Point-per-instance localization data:
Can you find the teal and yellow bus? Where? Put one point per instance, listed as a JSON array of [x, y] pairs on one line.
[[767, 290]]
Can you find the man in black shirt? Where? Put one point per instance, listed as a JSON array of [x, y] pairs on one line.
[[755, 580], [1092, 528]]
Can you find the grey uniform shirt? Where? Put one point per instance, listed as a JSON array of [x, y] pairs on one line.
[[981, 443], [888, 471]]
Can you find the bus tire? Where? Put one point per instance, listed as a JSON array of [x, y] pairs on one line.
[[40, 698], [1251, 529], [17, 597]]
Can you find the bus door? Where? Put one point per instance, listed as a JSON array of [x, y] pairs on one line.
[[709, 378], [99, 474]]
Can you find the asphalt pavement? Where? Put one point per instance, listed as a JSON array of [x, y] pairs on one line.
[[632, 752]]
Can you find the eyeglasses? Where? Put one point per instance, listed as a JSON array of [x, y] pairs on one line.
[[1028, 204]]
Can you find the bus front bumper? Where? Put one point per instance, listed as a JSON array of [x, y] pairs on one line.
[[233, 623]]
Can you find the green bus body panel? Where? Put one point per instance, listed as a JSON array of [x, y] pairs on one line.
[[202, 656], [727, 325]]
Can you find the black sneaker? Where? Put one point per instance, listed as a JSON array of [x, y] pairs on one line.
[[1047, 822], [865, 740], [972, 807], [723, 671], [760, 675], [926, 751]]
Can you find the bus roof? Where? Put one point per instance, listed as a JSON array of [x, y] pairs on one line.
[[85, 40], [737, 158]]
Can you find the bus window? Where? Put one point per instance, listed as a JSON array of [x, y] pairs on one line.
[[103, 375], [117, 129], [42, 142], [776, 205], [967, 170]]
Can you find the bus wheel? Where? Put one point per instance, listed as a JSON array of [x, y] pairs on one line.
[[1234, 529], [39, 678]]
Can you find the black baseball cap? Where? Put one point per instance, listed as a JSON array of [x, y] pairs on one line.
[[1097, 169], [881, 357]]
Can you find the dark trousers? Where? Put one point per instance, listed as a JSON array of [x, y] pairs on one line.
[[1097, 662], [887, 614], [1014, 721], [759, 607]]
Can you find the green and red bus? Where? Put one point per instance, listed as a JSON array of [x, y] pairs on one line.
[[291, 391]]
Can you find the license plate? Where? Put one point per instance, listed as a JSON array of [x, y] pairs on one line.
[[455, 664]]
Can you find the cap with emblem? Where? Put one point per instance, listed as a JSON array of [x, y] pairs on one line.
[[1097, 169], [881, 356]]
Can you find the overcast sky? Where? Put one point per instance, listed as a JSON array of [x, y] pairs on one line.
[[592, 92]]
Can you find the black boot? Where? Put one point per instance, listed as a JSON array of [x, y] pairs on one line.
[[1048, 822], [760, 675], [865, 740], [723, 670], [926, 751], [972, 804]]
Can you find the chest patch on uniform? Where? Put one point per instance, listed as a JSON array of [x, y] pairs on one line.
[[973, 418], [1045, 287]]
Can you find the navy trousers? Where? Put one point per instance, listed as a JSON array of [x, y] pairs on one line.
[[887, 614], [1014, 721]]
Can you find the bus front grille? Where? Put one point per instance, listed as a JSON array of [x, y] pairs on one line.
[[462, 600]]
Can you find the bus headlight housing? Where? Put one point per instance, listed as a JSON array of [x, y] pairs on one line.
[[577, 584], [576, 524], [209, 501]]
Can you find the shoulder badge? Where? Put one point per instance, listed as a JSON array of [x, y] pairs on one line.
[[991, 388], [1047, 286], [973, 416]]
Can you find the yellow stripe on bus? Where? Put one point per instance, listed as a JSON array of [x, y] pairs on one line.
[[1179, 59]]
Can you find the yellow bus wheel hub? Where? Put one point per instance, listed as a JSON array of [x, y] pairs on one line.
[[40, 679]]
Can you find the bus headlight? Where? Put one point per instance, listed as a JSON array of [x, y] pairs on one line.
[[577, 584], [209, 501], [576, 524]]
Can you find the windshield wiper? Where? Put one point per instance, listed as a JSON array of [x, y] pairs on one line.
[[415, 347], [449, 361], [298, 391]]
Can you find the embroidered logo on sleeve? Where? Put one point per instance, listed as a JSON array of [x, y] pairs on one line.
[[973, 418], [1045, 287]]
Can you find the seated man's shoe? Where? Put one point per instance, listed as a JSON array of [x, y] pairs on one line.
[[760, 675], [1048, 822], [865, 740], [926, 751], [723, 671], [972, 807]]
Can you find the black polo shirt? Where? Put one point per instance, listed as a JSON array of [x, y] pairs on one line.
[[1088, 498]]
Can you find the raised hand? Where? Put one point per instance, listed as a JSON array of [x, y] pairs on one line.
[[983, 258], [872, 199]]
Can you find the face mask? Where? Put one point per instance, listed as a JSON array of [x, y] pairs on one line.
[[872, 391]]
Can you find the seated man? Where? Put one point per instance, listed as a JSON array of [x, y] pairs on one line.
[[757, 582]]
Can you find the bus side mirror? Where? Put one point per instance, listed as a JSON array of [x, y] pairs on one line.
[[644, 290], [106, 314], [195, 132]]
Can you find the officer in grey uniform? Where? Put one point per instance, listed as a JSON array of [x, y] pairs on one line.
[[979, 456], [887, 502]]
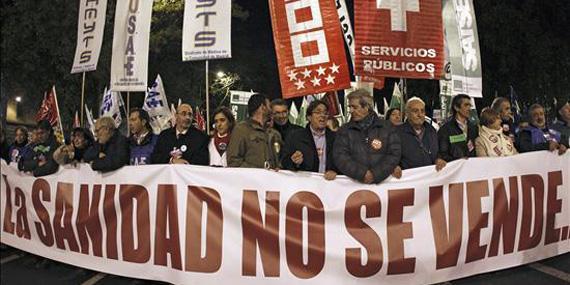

- **Task instructions**
Give every entry again as it is, dropping its pictures.

- **Response to the exercise**
Can you find the teal and yellow bus? Where? Put one point per instance, listed as a JSON array of [x, y] pairs on one line.
[[767, 290]]
Can you find the man in black shirt? Where? Put one point per instance, listed as a JSON array of [x, y] pairs on one line.
[[755, 580], [1092, 528]]
Can you find the grey uniform shirt? Where? Put one point per instance, listed as a JSON array of [x, y] pairs on one line.
[[981, 443], [888, 471]]
Can you find the bus tire? Where? Put one point per instance, listed as a JSON array of [x, y] pairs on one line.
[[40, 698], [1251, 529], [17, 597]]
Can you find the bus door? Where? Put one point per instance, listed as a JSON array of [x, y] pairs on one line.
[[709, 378], [99, 474]]
Can you find the asphalt pavement? Where? Put one point per instance, listed as a JSON array of [x, y] pairs on one line.
[[632, 752]]
Can you find the eyeglasses? Where? Put one point per instance, listed as a JSON array of [x, y] pairs on one line.
[[1028, 204]]
Can you find the bus front bumper? Where? Put one point per instance, listed as a JSON array of [x, y] pairs on one line.
[[233, 623]]
Can you find the green bus body panel? Where? Put one point per instance, listed as a JSON array of [x, y] pairs on one line.
[[202, 656], [727, 325]]
Can you find the black sneaker? Where? Put one point per instance, listed as a JSON array of [x, y] pairs on one line.
[[1047, 822], [865, 740], [972, 807], [723, 671], [760, 675], [926, 751]]
Can you find the bus roof? Where? Put one point per instance, listed as a JSON array of [x, y] pairs on one line.
[[85, 40], [737, 158]]
Can you find the bus window? Where? Put one point per instance, listed as a JSON array of [x, y] pairs on one line.
[[103, 375], [117, 129], [42, 142], [776, 205], [967, 170]]
Can you find the bus wheel? Where? Put one point per instance, listed as a JSON array of [x, y] pairs on one line.
[[1234, 529], [39, 678]]
Can you find the black baseball cap? Where? Put one point per instance, listed as a JSON array of [x, y] pairs on one line.
[[1097, 169], [881, 357]]
Can you find the dark trousers? Where? Put one point per instance, listed as a JSON array of [x, y] pairs on one line.
[[1097, 662], [887, 614], [1014, 721], [759, 607]]
Can you find the green and red bus? Where? Put one point per instance, listed as a JSON array of [x, y] pairs on one line.
[[291, 391]]
Can you find the license plate? Where? Put one point per instance, listed as a JSON array of [x, y] pairs on one line.
[[455, 664]]
Can you find the cap with emblem? Where? Put one point per instance, listed as a JSON array of [x, y] pairs on one line.
[[1097, 169], [881, 356]]
Can you find the overcast sky? Where? Put one point per instance, listed as a JSON array of [x, y] pairs on one line.
[[592, 92]]
Can you find the black boot? Where? Put one point per instance, listed as a JSON array of [x, y] pairs on one line.
[[1048, 822], [760, 675], [865, 740], [723, 670], [926, 751], [972, 804]]
Can you find the chest patch on uniform? Where? Put one point per instance, listed as a JSON array of [x, y] pairs on one line.
[[973, 418], [1045, 287]]
Can you find the navy trousers? Where? Put one point per instance, listed as a JSON array of [x, y] pairs on one line.
[[887, 614], [1014, 721]]
Can you find the bus front grille? Where? Put one point per instance, listed as a JSON array of [x, y] pairs on one line.
[[462, 600]]
Can you find the bus headlight housing? Where? Put one point per instance, listed as a JSON array of [x, y] pairs on one line.
[[577, 584], [576, 524], [209, 501]]
Can you find the shoulder badge? Where? Put one point per instance, listed as a JSON array of [x, y] pairs on one line.
[[991, 388], [1047, 286], [973, 416]]
Can you find the yellow stripe on bus? Where? Put one point per instance, listed as a JSON array of [x, y] pairs on one line.
[[1179, 59]]
Can you find the yellow bus wheel hub? Where? Put one point per instance, listed as a JSON array of [x, y] pairs on one line.
[[40, 679]]
Can you find the bus headlight? Where? Put one point per instance, listed as a JSON array of [x, y] pairs on one line.
[[577, 584], [209, 501], [576, 524]]
Can you find the windshield wiper? Where? Put one point per instance, listed as a JSON array of [x, y] pairs on one line.
[[415, 347], [449, 361], [298, 391]]
Can you find the embroidered logo on sleeve? Where? Put one point per instance, listed as a JSON array of [x, y] pairs on one line.
[[973, 418], [1045, 287]]
Can you find the seated man's shoe? Where? Put one point per instance, listed as a JSON array of [x, y] pairs on one line.
[[760, 675], [1048, 822], [865, 740], [926, 751], [723, 671], [972, 807]]
Can you find the black polo shirt? Where? Put one point per instance, listed as a JSON array of [x, y] pairs on one line.
[[1088, 498]]
Can you find the raised hand? Where? Put one point per instance, listed as a JSON array of [x, y] pairs on one line.
[[983, 258], [872, 199]]
Can you find the face mask? Where? Put one point per instance, listed as a JSON array of [x, y] pairs on one line.
[[872, 391]]
Can you find the seated man? Where? Put one point per instance, listed as a JSON array of [x, y] pairs on one line.
[[757, 582]]
Can you find the bus side mirror? Where? Put one point per instance, listed as a JSON array of [x, y] pairs on one line.
[[644, 290], [106, 314], [195, 132]]
Can you find the officer in grey uniform? Where? Put one point per instance, listed as a JSON array of [x, y] pairs on one line.
[[979, 456], [887, 502]]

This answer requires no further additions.